The input START
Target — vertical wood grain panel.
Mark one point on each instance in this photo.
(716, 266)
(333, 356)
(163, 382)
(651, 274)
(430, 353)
The input END
Print all of the data exactly as it stands above.

Target — vertical wood grain panel.
Mark one point on each instance in this photo.
(716, 266)
(333, 356)
(163, 382)
(651, 274)
(430, 353)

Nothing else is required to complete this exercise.